Task inputs

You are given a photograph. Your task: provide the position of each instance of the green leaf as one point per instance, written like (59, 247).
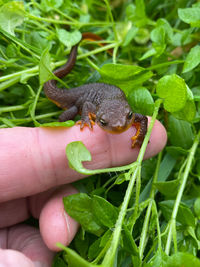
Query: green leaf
(158, 260)
(130, 35)
(168, 188)
(190, 15)
(74, 259)
(183, 260)
(136, 13)
(76, 153)
(45, 73)
(94, 249)
(48, 5)
(141, 101)
(129, 243)
(58, 124)
(149, 53)
(187, 113)
(105, 212)
(181, 134)
(79, 207)
(184, 215)
(69, 39)
(11, 15)
(192, 60)
(176, 151)
(197, 207)
(125, 77)
(173, 90)
(120, 72)
(158, 35)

What needs to be done
Reproduce each line above precisely, with no pictures.

Answer
You are given a photograph. Your task: provide the position of each instance of the green leaf as one point per instance, written like (59, 247).
Query: green leaf
(158, 260)
(130, 35)
(168, 188)
(190, 15)
(74, 259)
(183, 260)
(136, 13)
(76, 153)
(45, 73)
(94, 249)
(48, 5)
(141, 101)
(129, 243)
(58, 124)
(149, 53)
(187, 113)
(105, 212)
(181, 134)
(79, 207)
(184, 215)
(69, 39)
(11, 15)
(192, 60)
(176, 151)
(197, 207)
(125, 77)
(173, 90)
(120, 72)
(158, 35)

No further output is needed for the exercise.